(Dataset rows on where objects show up)
****************

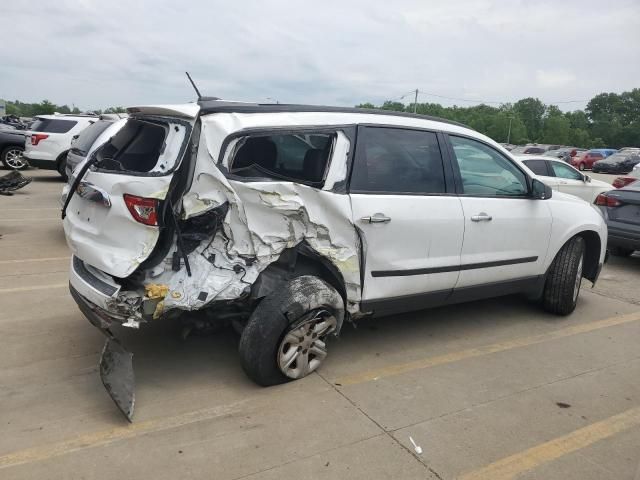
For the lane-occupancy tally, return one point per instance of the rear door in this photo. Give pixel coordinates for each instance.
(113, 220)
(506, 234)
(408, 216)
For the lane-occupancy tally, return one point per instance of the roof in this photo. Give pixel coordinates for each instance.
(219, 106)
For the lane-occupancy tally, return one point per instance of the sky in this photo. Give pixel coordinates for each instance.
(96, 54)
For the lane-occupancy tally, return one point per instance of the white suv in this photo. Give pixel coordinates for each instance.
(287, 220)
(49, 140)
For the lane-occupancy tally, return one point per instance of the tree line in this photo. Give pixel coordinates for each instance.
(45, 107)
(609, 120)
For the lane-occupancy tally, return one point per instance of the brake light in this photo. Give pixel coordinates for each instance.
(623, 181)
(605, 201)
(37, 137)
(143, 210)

****************

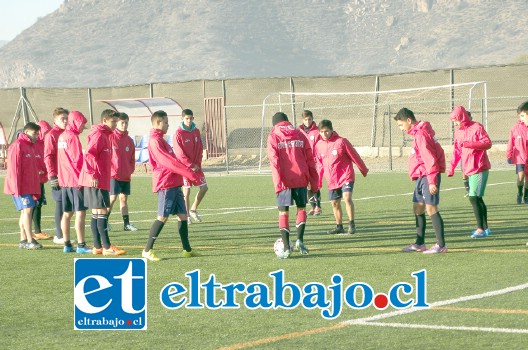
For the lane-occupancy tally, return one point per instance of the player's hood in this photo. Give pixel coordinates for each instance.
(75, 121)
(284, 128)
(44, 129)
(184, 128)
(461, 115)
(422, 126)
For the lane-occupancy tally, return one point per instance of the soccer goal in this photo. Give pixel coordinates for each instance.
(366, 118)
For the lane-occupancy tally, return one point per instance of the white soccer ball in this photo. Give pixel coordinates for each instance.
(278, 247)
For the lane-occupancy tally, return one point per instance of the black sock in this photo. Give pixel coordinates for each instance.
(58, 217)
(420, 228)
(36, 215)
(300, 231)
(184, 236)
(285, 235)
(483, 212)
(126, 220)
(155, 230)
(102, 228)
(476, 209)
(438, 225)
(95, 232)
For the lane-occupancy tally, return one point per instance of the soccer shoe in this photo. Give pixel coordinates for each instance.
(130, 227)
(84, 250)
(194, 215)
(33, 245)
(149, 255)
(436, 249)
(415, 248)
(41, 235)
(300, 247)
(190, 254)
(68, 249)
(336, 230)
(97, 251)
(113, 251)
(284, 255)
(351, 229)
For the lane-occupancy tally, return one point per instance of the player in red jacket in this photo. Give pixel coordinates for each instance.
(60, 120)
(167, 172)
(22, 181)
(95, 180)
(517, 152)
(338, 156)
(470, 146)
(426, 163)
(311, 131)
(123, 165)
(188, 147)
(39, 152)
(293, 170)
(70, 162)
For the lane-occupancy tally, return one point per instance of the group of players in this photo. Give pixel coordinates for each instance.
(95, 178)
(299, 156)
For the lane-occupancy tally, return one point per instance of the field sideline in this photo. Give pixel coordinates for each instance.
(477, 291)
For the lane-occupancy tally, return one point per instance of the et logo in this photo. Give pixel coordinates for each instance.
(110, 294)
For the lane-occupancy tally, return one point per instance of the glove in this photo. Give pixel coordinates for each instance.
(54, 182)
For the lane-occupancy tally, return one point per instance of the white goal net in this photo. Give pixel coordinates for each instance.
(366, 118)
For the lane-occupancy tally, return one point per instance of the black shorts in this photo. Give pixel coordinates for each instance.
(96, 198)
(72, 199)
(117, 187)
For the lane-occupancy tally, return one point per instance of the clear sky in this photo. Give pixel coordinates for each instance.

****************

» What you are asked to do:
In the listing, begin at the line that has "the black shorts" and stop after the line that has "of the clear". Rewrite those lines with "pixel coordinates" switched to "image coordinates", keeping everything else the same.

» Answer to this task:
For the lane-occupancy tally, return one point per instance of the black shorts in this photo. Give image coordinates for each instance.
(96, 198)
(72, 199)
(117, 187)
For the lane-occupancy tally, return one point per instance of the clear sky in this photo. Give image coordinates for each instance.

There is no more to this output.